:: Polecenia ::
[1] Jakie dwie marki kołowrotków nazwano w tekście strony o wędkarstwie muchowym kwintesencją tej dziedziny?
[2] Przepisz fragment tekstu strony o wędkarstwie muchowym od słów „Ja znowu inaczej.” do słów „co to przynęta.” włącznie, zastępując „głowacice” wyrazem „lipienie”.
[3] Dopisz dalszy ciąg tekstu strony o wędkarstwie muchowym, zaczynając po jego ostatnim zdaniu.

:: Tekst strony ::
........
Nasze muchy
#5741 OFFLINE
Napisano 07 październik 2020 - 22:15
- sierżant lubi to
#5742 OFFLINE
Napisano 07 październik 2020 - 22:54
I ja mam fiksację w materii klasycznych much i klasycznego sprzętu. Nawet strimerów używam klasycznych, głównie Mudler minnow.
Na te nowoczesne wiechcie nie łowię, no, czasem na puchowczyka...choć niewątpliwie są skuteczne, te wiechcie!
Po prostu niespecjalnie mi zależy na obfitym połowie, od pewnego czasu muszkowanie, i w ogóle wędkarstwo, traktuję arcyrozrywkowo
Jadę nad rzekę, łażę sobie, najchętniej brodząc w wodzie w miarę płytkiej, rzucam muchówką...Jak zobaczę dużego pstrąga, poprowadzę
muszkę kilka razy, nie wziął? Nie mam zamiaru stać nad nim kilka godzin, w gruncie rzeczy nie muszę go
skłuć, prawda?
Kołowrotki też stosuję klasyczne, z hamulczykiem sprężynowym, jakoś dają radę, mimo ogromnych zalet współczesnych konstrukcji.
Jednak (dla mnie!) Hardy i Young to kwintesencja wędkarstwa muchowego.
No, tyle. Chyba mocno odbiegam od większości...
- kleniarz, Sławek Oppeln Bronikowski, marian-56 i 3 innych osób lubią to
#5743 OFFLINE
Napisano 08 październik 2020 - 07:59
"Jadę nad rzekę, łażę sobie, najchętniej brodząc w wodzie w miarę płytkiej, rzucam muchówką...Jak zobaczę dużego pstrąga, poprowadzę muszkę kilka razy, nie wziął? Nie mam zamiaru stać nad nim kilka godzin, w gruncie rzeczy nie muszę go skłuć, prawda?"
Ja znowu inaczej. Staram się ryby uczyć. Mają być ostrozne a nie głupie i proste do złowienia. Ja je wypuszczę, inni niekoniecznie. Lepiej niech grube pstragi czy głowacice wiedzą co to przynęta.
........
:: Dane wejściowe ::
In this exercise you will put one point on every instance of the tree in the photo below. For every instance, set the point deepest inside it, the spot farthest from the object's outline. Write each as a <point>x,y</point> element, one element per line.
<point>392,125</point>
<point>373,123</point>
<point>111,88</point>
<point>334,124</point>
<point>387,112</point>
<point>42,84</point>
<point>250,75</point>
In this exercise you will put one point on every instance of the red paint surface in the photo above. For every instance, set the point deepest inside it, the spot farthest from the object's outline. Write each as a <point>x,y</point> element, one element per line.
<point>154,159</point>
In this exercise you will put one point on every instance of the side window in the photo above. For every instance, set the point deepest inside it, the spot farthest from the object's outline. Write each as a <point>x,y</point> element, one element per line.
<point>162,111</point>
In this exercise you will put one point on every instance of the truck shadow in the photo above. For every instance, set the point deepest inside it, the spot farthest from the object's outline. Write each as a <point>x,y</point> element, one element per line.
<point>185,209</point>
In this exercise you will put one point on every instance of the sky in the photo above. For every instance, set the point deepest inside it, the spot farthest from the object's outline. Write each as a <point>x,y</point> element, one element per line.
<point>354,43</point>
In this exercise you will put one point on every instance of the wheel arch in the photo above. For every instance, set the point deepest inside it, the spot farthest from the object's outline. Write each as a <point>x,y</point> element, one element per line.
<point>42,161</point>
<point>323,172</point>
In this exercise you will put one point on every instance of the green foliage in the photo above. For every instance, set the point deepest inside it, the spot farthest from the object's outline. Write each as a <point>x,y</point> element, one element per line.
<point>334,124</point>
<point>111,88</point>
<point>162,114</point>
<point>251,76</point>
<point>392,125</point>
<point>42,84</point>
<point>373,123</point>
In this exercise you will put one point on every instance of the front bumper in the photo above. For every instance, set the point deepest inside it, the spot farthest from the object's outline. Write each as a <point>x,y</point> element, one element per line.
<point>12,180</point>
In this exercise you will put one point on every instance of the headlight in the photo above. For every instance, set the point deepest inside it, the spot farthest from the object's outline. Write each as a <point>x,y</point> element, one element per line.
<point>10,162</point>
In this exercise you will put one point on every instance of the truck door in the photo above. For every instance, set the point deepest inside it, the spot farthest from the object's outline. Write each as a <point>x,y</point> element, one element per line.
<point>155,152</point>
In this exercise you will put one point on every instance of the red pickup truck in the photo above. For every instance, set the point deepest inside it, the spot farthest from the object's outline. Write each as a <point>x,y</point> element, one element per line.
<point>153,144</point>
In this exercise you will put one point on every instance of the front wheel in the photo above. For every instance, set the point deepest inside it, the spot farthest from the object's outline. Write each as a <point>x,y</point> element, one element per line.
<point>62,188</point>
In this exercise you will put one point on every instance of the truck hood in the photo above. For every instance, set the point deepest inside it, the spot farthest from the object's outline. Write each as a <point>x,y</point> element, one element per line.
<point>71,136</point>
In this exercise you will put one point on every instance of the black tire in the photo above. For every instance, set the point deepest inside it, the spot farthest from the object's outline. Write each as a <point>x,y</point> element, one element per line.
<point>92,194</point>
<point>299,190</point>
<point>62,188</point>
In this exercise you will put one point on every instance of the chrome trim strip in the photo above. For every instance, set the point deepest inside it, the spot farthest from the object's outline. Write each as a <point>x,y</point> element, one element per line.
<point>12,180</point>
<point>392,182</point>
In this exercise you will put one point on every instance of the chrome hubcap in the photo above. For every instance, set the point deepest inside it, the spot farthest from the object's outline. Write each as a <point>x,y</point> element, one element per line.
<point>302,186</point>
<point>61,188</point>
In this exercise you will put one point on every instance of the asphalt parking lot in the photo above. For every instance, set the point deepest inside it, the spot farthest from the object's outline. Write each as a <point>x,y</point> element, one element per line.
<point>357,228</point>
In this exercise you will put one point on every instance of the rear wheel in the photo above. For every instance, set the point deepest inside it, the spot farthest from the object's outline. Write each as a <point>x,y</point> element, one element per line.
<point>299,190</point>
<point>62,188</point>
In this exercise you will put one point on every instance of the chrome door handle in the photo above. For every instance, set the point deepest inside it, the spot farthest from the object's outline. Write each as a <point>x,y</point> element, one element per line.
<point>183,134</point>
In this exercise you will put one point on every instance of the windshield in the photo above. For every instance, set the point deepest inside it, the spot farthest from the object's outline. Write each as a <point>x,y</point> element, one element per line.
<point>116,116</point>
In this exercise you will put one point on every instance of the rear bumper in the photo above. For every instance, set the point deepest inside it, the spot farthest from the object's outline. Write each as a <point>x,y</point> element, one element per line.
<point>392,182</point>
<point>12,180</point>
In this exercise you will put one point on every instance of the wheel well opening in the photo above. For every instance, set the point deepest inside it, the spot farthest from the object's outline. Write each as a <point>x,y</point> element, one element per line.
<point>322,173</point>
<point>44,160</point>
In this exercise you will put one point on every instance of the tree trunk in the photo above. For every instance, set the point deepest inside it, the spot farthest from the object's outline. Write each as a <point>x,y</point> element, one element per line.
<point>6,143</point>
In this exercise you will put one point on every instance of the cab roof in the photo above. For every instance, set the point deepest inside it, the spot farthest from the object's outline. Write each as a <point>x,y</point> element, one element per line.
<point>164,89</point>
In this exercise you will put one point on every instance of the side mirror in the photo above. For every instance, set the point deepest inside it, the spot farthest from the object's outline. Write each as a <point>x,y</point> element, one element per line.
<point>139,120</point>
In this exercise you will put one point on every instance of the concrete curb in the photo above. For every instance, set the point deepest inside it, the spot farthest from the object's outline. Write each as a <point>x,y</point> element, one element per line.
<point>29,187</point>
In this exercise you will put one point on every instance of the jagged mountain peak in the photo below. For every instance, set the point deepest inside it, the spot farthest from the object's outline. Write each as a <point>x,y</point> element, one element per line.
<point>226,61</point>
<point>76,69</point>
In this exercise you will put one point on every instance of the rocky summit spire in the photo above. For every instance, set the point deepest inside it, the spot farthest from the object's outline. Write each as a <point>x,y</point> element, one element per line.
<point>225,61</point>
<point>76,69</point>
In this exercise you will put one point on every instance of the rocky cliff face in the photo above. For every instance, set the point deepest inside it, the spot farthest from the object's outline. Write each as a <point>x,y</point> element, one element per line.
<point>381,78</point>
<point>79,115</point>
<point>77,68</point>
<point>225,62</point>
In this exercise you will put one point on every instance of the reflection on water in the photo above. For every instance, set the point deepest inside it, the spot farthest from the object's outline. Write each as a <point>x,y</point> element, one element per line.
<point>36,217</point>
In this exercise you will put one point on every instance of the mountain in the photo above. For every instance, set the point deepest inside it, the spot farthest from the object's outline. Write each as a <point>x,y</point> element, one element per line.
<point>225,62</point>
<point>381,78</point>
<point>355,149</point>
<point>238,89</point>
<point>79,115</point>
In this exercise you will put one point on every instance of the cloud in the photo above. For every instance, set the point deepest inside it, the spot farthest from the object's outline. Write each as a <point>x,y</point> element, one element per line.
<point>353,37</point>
........
:: Wyniki zadań ::
[1] Hardy i Young.

[2]
Ja znowu inaczej. Staram się ryby uczyć. Mają być ostrozne a nie głupie i proste do złowienia. Ja je wypuszczę, inni niekoniecznie. Lepiej niech grube pstragi czy lipienie wiedzą co to przynęta.

[3]
Jeszcze kilka/-kilkanaście lat temu ryba nie miała szansy się "naumieć". Jeżeli łapała się w wymiarze to choćby była na styk wymiarowa czy o 5mm większa, szła w worek.
Wolę niech będą, mogą być skłute, cwane, najmądrzejsze, grunt żeby były.
- Sławek Oppeln Bronikowski, marian-56, mario70 i 1 inna osoba lubią to
#5744 OFFLINE
Napisano 08 październik 2020 - 11:04
Czy ryby są w stanie się czegokolwiek nauczyć, co przebiegli wędkarze dla nich szykują? Oto jest pytanie.
Trochę offtop, niemniej historia prawdziwa.
Lata osiemdziesiąte, Zalew Rożnowski, lato. Łowiliśmy w kilku z pomostu, dużego, przy ośrodku wczasowym Huty im. Lenina.
Czailiśmy się na okonie, duże okonie, które urządzały sobie wypady z głębin na uklejki, których przy rzeczonym pomoście były ogromne ilości; na te uklejki łowiliśmy.
Kolega przywiózł malutkie karasie, takie 4-centymetrowe, założył rybkę na haczyk, zarzucił...Po kilku minutach karaska złapał okoń, ogromny.
Koleś przypanikował, przyciął szybko i zbyt mocno, co zaowocowało urwaniem wargi u tego drapieżnika; warga została na haczyku.
Pod wpływem mojej sugestii założył nowego karasia i zarzucił pod pysk tego okonia, który pływał pod powierzchnią, taki, ja wiem? Ogłupiały.
Czy wziął ponownie? A jakże, zaatakował rybkę z furią i (siła spokoju) wylądował na pomoście, a wieczorem stał się zakąską pod wódeczkę czystą.
Wszyscy chwalili z wyjątkiem mnie, bo ryb nie jadam, i nigdy nie jadałem. Ja chwaliłem napitek.
Składam przeprosiny za ten wpis w temacie o wykonywaniu much, ale jakoś tak wyszło...
- kleniarz, Sławek Oppeln Bronikowski, Marcin_s i 1 inna osoba lubią to
#5745 OFFLINE
Napisano 09 październik 2020 - 12:27
Ale koniec ot.
Ja podam przykład odwrotny co do wybredności ryb. I to gatunku uchodzącego za niezbyt wymagający.
Szczupaki. Stawek w mieście, zresztą nienależący do PZW. Koniec kwietnia. Chodzę z XUL za wzdręgami, wypatrując tez linów.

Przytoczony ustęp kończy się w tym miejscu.